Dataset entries
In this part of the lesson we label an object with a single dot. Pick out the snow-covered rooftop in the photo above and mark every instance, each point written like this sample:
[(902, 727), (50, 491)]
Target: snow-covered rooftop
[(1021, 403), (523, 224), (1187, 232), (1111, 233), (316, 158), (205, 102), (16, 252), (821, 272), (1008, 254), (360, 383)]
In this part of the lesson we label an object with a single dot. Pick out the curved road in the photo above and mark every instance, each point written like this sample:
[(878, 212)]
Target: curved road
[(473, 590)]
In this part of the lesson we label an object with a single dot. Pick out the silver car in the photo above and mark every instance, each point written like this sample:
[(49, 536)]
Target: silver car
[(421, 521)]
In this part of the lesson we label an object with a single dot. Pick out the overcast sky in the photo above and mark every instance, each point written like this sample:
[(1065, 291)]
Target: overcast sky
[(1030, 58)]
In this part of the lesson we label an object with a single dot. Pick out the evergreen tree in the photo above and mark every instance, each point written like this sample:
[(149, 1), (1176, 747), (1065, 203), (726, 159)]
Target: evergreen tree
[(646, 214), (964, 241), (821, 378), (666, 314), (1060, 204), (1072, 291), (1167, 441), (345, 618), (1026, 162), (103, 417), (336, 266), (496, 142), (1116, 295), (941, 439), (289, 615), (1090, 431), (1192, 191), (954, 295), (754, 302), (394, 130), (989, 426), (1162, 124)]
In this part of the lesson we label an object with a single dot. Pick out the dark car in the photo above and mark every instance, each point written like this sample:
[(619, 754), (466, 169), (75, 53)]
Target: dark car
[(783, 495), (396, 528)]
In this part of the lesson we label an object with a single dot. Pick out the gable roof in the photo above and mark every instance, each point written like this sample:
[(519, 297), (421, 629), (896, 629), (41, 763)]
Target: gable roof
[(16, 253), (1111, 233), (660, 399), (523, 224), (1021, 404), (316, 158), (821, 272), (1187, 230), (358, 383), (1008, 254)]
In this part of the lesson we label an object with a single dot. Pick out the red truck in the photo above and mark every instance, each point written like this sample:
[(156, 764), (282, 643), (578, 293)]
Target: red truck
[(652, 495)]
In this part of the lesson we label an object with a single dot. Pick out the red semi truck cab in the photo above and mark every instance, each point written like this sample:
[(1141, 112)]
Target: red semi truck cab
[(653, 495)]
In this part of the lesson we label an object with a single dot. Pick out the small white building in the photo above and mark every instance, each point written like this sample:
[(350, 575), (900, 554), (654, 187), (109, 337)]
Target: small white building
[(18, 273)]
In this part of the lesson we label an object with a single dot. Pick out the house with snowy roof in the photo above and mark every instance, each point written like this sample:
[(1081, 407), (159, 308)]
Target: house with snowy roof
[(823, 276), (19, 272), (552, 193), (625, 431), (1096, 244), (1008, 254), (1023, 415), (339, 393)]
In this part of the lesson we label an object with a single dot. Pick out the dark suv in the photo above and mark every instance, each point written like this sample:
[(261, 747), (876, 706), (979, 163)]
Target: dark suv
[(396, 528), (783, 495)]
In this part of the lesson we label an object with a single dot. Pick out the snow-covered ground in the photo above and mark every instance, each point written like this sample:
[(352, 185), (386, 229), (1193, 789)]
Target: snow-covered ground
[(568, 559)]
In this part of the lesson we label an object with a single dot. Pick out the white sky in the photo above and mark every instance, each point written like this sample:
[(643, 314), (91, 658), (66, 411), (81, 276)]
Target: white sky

---

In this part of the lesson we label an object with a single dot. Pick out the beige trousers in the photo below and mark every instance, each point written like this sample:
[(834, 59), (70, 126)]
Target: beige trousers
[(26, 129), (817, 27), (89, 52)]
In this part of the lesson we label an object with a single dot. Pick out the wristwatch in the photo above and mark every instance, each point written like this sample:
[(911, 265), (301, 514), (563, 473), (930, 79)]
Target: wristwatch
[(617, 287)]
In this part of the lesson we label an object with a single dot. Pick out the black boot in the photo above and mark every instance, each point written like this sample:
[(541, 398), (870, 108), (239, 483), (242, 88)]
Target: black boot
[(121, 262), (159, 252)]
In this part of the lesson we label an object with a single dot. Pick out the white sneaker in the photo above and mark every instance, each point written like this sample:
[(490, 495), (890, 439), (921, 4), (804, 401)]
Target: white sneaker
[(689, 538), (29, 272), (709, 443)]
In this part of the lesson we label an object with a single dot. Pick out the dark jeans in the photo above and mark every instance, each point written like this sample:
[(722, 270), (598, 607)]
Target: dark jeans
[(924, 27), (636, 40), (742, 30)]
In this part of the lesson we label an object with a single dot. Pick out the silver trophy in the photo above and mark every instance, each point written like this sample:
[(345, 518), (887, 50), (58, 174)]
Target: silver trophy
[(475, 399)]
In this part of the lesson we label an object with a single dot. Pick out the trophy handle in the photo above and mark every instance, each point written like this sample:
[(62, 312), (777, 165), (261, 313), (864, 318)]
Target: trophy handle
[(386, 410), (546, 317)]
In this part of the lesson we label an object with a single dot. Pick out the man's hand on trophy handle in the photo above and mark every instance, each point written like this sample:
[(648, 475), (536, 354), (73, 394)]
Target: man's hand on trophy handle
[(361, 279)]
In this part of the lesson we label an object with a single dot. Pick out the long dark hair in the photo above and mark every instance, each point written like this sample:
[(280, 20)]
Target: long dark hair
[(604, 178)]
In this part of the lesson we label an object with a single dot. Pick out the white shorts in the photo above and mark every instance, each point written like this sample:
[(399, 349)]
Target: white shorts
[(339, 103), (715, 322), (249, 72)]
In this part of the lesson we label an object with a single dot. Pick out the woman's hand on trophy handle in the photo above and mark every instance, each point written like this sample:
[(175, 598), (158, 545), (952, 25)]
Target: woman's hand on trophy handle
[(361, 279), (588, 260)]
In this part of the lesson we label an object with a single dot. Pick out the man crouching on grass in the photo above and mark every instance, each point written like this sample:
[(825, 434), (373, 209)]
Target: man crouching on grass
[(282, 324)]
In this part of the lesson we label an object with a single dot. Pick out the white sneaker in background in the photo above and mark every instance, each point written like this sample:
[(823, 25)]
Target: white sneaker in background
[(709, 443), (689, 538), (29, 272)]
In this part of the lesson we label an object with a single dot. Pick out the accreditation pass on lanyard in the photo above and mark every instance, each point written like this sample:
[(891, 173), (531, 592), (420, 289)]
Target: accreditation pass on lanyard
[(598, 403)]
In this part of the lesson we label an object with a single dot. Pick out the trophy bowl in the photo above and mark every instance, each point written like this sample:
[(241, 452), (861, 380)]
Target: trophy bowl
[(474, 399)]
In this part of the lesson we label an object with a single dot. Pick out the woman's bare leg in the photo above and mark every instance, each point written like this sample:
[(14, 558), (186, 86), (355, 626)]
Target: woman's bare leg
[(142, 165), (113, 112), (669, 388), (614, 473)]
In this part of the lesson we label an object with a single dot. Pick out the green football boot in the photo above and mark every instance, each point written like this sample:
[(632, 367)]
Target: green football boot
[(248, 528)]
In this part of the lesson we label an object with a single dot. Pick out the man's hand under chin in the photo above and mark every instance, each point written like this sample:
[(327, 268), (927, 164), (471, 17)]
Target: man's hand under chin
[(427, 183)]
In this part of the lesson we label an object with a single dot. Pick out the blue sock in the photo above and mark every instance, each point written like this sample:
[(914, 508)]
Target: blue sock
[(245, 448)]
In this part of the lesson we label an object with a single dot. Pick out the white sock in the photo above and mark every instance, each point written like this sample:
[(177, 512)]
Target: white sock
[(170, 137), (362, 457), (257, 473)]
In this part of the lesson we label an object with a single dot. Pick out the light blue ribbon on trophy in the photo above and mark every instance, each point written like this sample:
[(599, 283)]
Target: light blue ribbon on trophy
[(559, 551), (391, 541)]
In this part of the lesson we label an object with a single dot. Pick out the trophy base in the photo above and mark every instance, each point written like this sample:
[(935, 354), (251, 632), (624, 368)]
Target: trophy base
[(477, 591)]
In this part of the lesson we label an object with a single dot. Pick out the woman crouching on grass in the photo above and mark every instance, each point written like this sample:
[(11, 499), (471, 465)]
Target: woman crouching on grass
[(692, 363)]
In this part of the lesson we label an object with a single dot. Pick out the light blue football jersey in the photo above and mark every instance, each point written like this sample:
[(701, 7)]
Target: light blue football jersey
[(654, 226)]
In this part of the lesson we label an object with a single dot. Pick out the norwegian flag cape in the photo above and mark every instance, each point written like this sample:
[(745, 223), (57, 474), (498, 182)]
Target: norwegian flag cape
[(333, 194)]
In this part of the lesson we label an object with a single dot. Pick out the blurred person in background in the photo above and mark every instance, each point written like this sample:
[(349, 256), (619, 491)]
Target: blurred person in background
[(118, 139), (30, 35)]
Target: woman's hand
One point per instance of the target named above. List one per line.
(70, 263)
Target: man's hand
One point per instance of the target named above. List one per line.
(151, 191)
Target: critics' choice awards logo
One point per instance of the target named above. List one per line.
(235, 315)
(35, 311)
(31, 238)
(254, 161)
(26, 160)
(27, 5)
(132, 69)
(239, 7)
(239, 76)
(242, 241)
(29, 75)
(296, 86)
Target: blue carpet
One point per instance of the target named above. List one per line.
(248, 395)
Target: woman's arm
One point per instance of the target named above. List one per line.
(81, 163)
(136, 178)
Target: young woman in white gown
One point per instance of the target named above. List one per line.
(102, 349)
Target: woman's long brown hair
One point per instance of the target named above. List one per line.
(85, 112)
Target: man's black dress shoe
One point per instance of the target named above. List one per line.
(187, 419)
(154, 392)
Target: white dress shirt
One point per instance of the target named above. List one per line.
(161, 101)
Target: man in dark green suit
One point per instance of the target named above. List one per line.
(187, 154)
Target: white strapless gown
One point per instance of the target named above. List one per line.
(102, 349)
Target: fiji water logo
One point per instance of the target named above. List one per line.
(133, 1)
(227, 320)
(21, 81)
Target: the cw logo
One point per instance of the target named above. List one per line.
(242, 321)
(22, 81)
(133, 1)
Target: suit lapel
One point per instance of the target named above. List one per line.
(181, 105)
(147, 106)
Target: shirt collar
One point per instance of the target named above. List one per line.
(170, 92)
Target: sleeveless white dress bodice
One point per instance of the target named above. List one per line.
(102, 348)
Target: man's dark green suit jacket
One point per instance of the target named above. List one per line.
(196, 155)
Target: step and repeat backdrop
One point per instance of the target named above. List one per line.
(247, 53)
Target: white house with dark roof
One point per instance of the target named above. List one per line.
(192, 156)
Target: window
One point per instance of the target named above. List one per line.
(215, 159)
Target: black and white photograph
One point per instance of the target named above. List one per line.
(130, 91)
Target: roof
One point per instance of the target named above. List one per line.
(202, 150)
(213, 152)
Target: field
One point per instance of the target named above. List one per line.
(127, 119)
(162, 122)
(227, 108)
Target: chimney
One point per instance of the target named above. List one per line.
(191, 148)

WHAT IS REQUIRED
Copy from the entries only those lines that hold the word "shirt".

YOUR SOLUTION
Target: white dress shirt
Target: shirt collar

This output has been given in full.